(Records from a collection)
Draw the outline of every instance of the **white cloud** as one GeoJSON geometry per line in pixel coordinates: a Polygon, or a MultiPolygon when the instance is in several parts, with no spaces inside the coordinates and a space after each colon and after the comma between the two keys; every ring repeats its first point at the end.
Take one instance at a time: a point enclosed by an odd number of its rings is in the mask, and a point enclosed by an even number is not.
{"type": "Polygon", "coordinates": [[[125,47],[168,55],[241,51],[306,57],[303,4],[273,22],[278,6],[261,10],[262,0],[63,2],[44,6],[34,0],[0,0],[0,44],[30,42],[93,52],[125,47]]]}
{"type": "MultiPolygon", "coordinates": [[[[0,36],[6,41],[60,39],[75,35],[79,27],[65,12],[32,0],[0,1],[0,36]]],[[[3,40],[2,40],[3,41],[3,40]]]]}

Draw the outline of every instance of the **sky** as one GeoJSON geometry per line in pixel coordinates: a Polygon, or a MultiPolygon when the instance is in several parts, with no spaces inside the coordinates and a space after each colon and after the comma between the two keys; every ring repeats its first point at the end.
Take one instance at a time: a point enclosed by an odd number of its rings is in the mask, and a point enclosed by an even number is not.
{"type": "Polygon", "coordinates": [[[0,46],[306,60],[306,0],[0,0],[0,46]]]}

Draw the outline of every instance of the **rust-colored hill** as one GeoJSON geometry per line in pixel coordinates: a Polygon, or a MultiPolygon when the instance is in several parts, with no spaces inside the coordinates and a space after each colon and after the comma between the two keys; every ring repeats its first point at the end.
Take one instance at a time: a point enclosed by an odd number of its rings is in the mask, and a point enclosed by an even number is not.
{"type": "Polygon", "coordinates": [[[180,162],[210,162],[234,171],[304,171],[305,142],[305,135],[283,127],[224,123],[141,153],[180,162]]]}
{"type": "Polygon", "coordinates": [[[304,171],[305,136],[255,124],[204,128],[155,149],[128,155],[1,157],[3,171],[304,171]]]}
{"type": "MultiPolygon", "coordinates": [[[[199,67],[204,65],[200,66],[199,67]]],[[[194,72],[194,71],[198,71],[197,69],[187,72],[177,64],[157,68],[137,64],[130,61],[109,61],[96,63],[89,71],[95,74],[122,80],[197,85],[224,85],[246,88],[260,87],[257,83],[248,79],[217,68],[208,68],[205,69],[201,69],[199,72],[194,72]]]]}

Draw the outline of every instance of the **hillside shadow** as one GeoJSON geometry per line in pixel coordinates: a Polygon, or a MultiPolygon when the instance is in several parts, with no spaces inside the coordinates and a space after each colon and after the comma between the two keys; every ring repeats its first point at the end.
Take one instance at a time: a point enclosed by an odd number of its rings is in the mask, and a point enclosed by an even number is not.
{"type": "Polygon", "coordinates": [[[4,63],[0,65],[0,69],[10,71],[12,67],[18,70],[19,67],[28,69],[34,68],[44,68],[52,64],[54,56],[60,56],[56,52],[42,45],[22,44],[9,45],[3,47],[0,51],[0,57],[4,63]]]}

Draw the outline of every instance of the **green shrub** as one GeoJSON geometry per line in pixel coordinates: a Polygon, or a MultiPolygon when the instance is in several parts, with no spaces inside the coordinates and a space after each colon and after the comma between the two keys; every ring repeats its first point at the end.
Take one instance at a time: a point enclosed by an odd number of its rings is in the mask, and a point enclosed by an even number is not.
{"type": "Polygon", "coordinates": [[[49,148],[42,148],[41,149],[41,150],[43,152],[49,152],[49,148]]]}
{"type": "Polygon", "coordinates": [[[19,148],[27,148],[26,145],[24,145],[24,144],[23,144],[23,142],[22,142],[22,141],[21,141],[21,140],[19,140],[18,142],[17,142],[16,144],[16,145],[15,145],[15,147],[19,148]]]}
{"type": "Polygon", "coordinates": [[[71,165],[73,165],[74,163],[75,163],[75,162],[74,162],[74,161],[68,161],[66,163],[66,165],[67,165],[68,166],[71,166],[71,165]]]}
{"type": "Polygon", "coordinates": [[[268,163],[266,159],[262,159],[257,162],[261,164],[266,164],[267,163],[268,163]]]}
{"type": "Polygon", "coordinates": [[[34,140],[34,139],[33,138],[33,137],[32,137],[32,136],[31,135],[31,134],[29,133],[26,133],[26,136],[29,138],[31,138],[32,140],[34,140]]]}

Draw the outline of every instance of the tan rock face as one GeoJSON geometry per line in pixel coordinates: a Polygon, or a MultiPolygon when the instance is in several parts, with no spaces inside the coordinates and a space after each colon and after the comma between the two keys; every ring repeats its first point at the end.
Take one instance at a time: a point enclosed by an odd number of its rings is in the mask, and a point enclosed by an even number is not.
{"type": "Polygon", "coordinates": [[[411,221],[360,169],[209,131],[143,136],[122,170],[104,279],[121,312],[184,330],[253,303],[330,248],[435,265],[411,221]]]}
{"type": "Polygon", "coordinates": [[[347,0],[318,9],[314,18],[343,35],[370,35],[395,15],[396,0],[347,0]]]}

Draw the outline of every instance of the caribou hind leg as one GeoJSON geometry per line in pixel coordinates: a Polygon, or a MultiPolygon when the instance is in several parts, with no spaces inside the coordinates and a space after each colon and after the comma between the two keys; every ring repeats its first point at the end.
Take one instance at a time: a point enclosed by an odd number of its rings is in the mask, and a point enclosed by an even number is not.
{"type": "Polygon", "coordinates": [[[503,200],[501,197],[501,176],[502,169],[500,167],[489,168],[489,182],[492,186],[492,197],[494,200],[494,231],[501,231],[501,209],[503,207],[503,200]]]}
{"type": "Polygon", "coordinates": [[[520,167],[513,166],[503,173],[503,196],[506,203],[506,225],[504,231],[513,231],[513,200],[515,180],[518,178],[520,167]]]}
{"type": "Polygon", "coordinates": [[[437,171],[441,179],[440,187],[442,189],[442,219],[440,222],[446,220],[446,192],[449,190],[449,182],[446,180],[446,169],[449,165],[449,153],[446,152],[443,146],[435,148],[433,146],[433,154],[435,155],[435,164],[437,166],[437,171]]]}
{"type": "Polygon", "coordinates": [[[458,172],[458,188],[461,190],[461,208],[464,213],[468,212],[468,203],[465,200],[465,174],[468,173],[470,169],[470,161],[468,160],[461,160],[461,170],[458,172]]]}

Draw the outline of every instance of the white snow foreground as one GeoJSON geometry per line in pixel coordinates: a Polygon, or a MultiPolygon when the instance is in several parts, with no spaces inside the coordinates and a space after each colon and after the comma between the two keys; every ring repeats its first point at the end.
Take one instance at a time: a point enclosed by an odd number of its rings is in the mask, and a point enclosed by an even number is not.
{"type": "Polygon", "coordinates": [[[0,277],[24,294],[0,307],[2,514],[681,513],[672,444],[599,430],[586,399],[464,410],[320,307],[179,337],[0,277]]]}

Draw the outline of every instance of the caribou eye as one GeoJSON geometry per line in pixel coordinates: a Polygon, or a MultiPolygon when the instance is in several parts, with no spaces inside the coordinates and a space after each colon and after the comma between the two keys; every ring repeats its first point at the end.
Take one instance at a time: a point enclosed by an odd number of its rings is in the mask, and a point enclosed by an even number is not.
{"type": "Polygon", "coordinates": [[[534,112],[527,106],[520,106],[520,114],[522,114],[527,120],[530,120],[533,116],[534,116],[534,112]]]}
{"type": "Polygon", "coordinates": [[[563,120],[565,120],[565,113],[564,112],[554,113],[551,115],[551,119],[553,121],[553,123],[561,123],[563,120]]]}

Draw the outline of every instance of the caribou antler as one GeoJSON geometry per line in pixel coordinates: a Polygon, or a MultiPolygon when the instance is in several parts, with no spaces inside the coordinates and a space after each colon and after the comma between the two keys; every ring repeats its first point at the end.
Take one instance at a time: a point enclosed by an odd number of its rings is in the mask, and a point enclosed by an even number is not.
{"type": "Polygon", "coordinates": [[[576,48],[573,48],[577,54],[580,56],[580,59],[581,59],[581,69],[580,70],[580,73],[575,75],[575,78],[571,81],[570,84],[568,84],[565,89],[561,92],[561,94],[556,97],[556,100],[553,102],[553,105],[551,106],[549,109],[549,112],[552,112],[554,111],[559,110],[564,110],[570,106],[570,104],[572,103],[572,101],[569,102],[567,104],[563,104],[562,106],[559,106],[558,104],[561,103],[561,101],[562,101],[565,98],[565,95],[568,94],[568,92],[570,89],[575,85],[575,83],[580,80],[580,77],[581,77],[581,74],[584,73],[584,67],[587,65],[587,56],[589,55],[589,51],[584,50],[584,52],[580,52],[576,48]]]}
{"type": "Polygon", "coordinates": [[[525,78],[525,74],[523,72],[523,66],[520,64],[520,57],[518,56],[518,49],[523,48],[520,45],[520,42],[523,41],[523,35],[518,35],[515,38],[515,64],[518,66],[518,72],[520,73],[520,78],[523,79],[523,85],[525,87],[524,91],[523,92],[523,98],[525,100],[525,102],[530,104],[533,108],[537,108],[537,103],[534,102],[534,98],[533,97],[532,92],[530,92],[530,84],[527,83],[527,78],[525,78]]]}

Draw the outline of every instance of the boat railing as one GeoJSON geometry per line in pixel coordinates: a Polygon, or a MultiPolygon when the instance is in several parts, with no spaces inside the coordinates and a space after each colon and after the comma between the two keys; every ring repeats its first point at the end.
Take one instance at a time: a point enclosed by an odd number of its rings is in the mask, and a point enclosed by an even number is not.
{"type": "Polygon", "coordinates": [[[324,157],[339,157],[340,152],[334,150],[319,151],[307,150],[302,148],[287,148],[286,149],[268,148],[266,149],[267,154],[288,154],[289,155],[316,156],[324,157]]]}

→ **What the exercise asks**
List each line above that contains the string "shadow", treating uppercase and lowercase as different.

→ **Result below**
Draw the outline of every instance of the **hillside shadow** as one GeoJSON geometry per line in pixel coordinates: a Polygon, or a MultiPolygon when the instance is in several parts, with no spaces inside the coordinates and a space after each colon and after the comma between the two keys; every ring repeats its first point at the end.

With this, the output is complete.